[Point-per-instance localization data]
***

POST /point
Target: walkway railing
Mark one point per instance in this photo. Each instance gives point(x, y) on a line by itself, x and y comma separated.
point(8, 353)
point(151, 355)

***

From the line containing "Target: walkway railing" to the last line above, repeat every line exactly and nothing else.

PROBLEM SOLUTION:
Target: walkway railing
Mark one point per instance in this photo. Each instance gives point(x, y) on a line by itself, x and y comma separated.
point(8, 353)
point(151, 355)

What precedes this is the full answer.